WHAT IS REQUIRED →
Please repeat, from the entries that follow, the lines from the one containing "Target: dense bright" through the one containing "Masks with several" exactly, adding nothing.

(Saved data entries)
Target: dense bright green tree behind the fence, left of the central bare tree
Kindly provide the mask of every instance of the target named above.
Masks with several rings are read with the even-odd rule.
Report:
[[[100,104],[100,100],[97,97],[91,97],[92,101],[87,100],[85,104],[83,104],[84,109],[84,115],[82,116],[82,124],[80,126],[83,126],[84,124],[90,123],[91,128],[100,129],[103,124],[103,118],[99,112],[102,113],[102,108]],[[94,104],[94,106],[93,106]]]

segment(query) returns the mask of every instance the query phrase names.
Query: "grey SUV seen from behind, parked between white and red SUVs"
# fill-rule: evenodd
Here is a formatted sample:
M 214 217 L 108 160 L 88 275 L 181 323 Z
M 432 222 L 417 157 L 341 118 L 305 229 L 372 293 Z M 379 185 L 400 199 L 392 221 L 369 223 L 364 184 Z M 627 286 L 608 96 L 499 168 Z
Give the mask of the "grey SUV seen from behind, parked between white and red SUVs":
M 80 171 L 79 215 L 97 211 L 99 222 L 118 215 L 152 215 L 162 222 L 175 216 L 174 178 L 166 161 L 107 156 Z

...

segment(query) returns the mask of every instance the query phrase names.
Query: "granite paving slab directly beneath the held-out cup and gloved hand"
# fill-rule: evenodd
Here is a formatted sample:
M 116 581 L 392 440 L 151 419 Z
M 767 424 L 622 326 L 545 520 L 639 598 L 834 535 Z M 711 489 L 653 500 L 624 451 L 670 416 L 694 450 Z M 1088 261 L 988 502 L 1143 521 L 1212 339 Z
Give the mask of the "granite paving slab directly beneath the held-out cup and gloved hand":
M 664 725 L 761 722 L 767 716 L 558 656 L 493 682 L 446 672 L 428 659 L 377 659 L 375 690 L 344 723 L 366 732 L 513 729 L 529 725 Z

EXERCISE RESULT →
Target: dense bright green tree behind the fence, left of the central bare tree
Kindly provide the mask of every instance of the target named above.
Masks with several rings are read with the even-odd rule.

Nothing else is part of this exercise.